WHAT IS EXPECTED: Your answer must be an exact copy of the records below.

RECORD EXCERPTS:

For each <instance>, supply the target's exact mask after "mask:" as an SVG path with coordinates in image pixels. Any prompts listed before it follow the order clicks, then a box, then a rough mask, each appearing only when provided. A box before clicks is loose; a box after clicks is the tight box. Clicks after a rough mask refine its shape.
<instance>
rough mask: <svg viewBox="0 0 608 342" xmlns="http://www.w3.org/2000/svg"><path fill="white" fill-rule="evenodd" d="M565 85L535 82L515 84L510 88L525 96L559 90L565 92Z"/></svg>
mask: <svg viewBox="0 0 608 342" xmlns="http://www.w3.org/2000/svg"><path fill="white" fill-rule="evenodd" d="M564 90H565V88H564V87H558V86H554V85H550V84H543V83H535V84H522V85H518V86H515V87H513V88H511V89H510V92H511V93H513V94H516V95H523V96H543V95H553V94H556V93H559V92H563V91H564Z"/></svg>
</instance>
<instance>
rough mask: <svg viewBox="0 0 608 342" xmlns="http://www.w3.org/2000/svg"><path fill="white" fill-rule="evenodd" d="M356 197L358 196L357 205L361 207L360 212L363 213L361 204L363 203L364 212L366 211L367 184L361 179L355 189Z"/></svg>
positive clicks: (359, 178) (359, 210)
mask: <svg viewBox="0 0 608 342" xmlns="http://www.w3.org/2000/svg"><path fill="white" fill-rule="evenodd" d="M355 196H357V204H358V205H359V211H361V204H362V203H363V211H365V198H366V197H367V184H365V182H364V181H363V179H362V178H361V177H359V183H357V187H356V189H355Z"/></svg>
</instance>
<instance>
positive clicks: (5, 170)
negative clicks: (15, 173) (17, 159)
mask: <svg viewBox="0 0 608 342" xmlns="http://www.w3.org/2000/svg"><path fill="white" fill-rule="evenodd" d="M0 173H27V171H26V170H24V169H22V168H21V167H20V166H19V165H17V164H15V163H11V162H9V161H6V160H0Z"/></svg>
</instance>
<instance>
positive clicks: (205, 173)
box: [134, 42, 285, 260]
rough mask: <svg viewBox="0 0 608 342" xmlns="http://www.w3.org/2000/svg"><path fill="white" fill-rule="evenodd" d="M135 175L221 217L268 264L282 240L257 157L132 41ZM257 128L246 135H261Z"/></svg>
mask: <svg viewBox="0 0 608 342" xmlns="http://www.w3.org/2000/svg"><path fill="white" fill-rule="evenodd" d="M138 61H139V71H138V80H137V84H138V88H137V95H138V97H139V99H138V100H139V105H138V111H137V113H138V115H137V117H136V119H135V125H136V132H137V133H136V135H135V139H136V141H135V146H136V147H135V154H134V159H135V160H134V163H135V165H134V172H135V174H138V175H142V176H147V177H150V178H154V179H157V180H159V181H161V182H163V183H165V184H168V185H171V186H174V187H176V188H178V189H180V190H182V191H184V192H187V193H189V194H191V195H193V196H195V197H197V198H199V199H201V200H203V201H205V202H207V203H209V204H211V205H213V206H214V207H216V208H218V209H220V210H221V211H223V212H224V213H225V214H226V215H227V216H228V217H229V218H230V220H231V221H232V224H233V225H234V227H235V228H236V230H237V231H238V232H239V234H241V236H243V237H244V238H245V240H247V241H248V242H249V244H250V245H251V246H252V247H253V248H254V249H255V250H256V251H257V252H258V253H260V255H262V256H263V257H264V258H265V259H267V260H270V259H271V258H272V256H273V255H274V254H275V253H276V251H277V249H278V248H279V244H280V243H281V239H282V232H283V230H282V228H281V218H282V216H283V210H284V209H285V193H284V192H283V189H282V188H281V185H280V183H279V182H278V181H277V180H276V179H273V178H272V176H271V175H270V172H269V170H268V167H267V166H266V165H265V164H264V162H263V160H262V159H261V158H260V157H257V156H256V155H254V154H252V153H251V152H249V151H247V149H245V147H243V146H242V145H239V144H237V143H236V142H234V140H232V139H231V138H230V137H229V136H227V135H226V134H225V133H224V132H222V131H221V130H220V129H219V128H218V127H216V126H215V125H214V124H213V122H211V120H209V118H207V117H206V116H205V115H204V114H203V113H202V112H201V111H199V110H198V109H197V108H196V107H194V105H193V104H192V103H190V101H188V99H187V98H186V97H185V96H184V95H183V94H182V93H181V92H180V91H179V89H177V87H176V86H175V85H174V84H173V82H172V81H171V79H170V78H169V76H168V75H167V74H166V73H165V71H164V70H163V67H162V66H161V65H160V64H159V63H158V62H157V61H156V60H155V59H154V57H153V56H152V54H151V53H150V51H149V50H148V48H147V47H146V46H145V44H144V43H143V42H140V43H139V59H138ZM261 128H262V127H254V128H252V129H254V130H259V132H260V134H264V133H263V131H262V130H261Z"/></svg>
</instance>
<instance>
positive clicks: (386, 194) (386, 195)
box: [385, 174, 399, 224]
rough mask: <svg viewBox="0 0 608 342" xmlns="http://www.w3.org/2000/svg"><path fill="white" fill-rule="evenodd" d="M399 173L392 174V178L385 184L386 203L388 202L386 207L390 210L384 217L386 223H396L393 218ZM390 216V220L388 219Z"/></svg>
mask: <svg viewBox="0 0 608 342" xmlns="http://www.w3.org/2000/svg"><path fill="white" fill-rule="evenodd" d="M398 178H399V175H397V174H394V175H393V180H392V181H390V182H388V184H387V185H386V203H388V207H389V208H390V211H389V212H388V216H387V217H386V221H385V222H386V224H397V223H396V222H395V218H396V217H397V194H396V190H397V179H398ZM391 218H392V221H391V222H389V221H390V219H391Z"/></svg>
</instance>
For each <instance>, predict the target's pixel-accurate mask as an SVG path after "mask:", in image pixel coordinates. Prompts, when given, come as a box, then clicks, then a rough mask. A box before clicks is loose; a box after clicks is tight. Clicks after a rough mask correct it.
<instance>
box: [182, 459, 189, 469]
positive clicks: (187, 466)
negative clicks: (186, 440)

ANSWER TO THE PROBLEM:
For each <instance>, supply the target's exact mask after "mask:" as an SVG path with coordinates in image pixels. Any prompts listed before it follow the order clicks, then a box, then a rough mask, each appearing only when provided. A box before clicks is loose; a box after clicks is the tight box. Clicks after a rough mask refine its shape.
<instance>
rough mask: <svg viewBox="0 0 608 342" xmlns="http://www.w3.org/2000/svg"><path fill="white" fill-rule="evenodd" d="M565 85L535 82L515 84L510 88L525 96L559 90L565 92Z"/></svg>
mask: <svg viewBox="0 0 608 342" xmlns="http://www.w3.org/2000/svg"><path fill="white" fill-rule="evenodd" d="M564 90H565V88H564V87H558V86H554V85H550V84H543V83H535V84H522V85H518V86H515V87H513V88H511V89H510V92H511V93H513V94H516V95H523V96H543V95H553V94H556V93H559V92H563V91H564Z"/></svg>
</instance>
<instance>
rough mask: <svg viewBox="0 0 608 342" xmlns="http://www.w3.org/2000/svg"><path fill="white" fill-rule="evenodd" d="M356 197L358 196L357 205L361 207L360 212L363 213L361 204L363 203L364 212L366 211L367 184L361 179L355 189Z"/></svg>
positive clicks: (359, 178) (359, 210)
mask: <svg viewBox="0 0 608 342" xmlns="http://www.w3.org/2000/svg"><path fill="white" fill-rule="evenodd" d="M355 196H357V204H358V205H359V211H361V204H362V203H363V211H365V198H366V197H367V184H365V182H364V181H363V179H362V178H361V177H359V183H357V187H356V189H355Z"/></svg>
</instance>
<instance>
positive clicks: (5, 170)
negative clicks: (15, 173) (17, 159)
mask: <svg viewBox="0 0 608 342" xmlns="http://www.w3.org/2000/svg"><path fill="white" fill-rule="evenodd" d="M0 173H27V171H26V170H24V169H22V168H21V167H20V166H19V165H17V164H15V163H11V162H9V161H6V160H0Z"/></svg>
</instance>
<instance>
positive clicks: (205, 173)
box: [134, 42, 285, 260]
rough mask: <svg viewBox="0 0 608 342" xmlns="http://www.w3.org/2000/svg"><path fill="white" fill-rule="evenodd" d="M135 175L221 217L268 264L282 240L257 157L132 41ZM257 128L246 135H261Z"/></svg>
mask: <svg viewBox="0 0 608 342" xmlns="http://www.w3.org/2000/svg"><path fill="white" fill-rule="evenodd" d="M138 61H139V71H138V80H137V84H138V88H137V95H138V97H139V99H138V100H139V105H138V111H137V113H138V115H137V117H136V119H135V125H136V132H137V133H136V135H135V139H136V141H135V146H136V147H135V154H134V159H135V160H134V163H135V165H134V172H135V174H138V175H142V176H147V177H150V178H154V179H157V180H159V181H161V182H163V183H165V184H168V185H171V186H174V187H176V188H178V189H180V190H182V191H184V192H187V193H189V194H191V195H193V196H195V197H197V198H199V199H201V200H203V201H205V202H207V203H209V204H211V205H213V206H214V207H216V208H218V209H220V210H221V211H223V212H224V213H225V214H226V215H227V216H228V217H229V218H230V220H231V221H232V224H233V225H234V227H235V228H236V230H237V231H238V232H239V234H241V236H243V237H244V238H245V240H247V241H248V242H249V244H250V245H251V246H252V247H253V248H254V249H255V250H256V251H257V252H258V253H260V255H262V256H263V257H264V258H265V259H267V260H270V259H271V258H272V256H273V255H274V254H275V253H276V251H277V249H278V248H279V244H280V243H281V239H282V232H283V230H282V228H281V218H282V216H283V210H284V209H285V193H284V192H283V189H282V188H281V185H280V183H279V182H278V181H277V180H276V179H273V178H272V176H271V175H270V172H269V170H268V167H267V166H266V165H265V164H264V162H263V160H262V159H261V158H260V157H257V156H256V155H254V154H252V153H251V152H249V151H247V149H245V147H243V146H242V145H239V144H237V143H236V142H234V140H232V139H231V138H230V137H229V136H227V135H226V134H225V133H224V132H222V131H221V130H220V129H219V128H218V127H216V126H215V125H214V124H213V122H211V120H209V118H207V117H206V116H205V115H204V114H203V113H202V112H201V111H199V110H198V109H197V108H196V107H194V105H193V104H192V103H190V101H188V99H187V98H186V97H185V96H184V95H183V94H182V93H181V92H180V91H179V89H177V87H176V86H175V85H174V84H173V82H172V81H171V79H170V78H169V76H168V75H167V74H166V73H165V71H164V70H163V67H162V66H161V65H160V64H159V63H158V62H157V61H156V60H155V59H154V57H153V56H152V54H151V53H150V51H149V50H148V48H147V47H146V46H145V44H144V43H143V42H140V43H139V59H138ZM261 128H262V127H254V128H252V129H254V130H259V132H260V134H264V133H263V131H262V130H261Z"/></svg>
</instance>
<instance>
positive clicks: (386, 194) (386, 195)
box: [385, 174, 399, 224]
rough mask: <svg viewBox="0 0 608 342" xmlns="http://www.w3.org/2000/svg"><path fill="white" fill-rule="evenodd" d="M399 173L392 174V178L385 184L386 203L388 202L386 207L390 210L384 217L386 223H396L393 218ZM390 216V220L388 219Z"/></svg>
mask: <svg viewBox="0 0 608 342" xmlns="http://www.w3.org/2000/svg"><path fill="white" fill-rule="evenodd" d="M398 178H399V175H397V174H394V175H393V180H392V181H390V182H388V184H387V185H386V203H388V207H389V208H390V211H389V212H388V216H387V217H386V221H385V222H386V224H397V223H396V222H395V218H396V217H397V194H396V190H397V179H398ZM391 218H392V221H391V222H389V221H390V219H391Z"/></svg>
</instance>
For each <instance>, predict the target's pixel-accurate mask as an SVG path after "mask:", in image pixel coordinates. Prompts, when given, come as a box, then clicks, then a rough mask. A box before clicks is loose; a box after clicks is tight. Clicks after a rough mask correct it.
<instance>
box: [182, 459, 189, 469]
positive clicks: (187, 466)
negative clicks: (186, 440)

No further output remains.